▶ Text block
══════════
# My Gyutos



## tcmx3 (Jun 18, 2015)

I like Gyutos, here are mine:


----------



## aboynamedsuita (Jun 18, 2015)

Nice collection and good photo. Nothing wrong with having six Gyutos IMO, although the average person may have a total of six kitchen knives.


----------



## Mute-on (Jun 18, 2015)

tjangula said:


> Nice collection and good photo. Nothing wrong with having six Gyutos IMO, although the average person may have a total of six kitchen knives.



Not on this forum they don't :wink:


----------



## aboynamedsuita (Jun 18, 2015)

Mute-on said:


> Not on this forum they don't :wink:



Ya I think I have about four.........ty.........five
:whistling:


----------



## chinacats (Jun 18, 2015)

That's a pretty sweet collection...thoughts on individual knives?

Love seeing those photography skills at work so hoping for quite a few more pics.

Finally, is that a mahogany BoardSmith?


----------



## KCMande (Jun 19, 2015)

I recognize a couple here, want to fill me in on what these are?


----------



## tcmx3 (Jun 19, 2015)

KCMande said:


> I recognize a couple here, want to fill me in on what these are?
══════════
▶ Tasks
1: In the gyuto thread, how many Gyutos does aboynamedsuita say there is nothing wrong with having?
2: How would you render this sentence from the gyuto thread in Spanish: "Nothing wrong with having six Gyutos IMO, although the average person may have a total of six kitchen knives."
Rely only on the gyuto thread when answering.

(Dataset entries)
══════════
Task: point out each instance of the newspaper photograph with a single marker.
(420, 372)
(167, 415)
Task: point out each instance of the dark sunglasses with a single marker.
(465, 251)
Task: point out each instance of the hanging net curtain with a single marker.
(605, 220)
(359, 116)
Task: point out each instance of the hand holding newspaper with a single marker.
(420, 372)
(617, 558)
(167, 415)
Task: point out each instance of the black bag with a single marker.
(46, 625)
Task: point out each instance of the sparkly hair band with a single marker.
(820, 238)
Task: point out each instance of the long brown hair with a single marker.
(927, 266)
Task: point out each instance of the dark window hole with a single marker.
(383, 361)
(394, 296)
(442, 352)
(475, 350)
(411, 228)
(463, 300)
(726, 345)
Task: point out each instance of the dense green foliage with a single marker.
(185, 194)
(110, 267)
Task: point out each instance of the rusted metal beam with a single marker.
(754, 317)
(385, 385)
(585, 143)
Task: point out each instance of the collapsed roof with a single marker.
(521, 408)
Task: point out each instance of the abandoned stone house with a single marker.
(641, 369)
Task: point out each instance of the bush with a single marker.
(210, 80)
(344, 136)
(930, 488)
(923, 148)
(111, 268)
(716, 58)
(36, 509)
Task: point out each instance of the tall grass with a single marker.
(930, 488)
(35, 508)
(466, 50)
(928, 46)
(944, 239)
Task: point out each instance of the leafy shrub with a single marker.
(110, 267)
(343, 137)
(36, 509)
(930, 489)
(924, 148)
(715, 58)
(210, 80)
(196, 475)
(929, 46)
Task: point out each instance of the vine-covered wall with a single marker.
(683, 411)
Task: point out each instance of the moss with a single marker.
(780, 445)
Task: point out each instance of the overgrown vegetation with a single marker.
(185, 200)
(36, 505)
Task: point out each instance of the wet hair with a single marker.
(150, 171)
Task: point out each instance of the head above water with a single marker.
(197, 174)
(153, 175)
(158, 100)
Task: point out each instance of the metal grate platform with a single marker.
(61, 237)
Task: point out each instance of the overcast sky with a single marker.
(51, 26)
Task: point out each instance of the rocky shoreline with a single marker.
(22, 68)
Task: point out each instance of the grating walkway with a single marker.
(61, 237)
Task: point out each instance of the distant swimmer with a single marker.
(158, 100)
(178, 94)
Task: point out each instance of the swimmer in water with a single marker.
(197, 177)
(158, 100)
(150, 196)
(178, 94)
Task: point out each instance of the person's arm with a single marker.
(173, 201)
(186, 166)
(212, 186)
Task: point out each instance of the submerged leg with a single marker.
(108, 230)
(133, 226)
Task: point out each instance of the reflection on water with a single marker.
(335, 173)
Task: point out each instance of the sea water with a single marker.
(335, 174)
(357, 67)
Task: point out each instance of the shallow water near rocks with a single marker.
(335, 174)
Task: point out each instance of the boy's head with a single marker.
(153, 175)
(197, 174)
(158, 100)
══════════
▶ Full solutions
1: Six.

2: En mi opinión, no tiene nada de malo tener seis gyutos, aunque la persona promedio puede tener un total de seis cuchillos de cocina.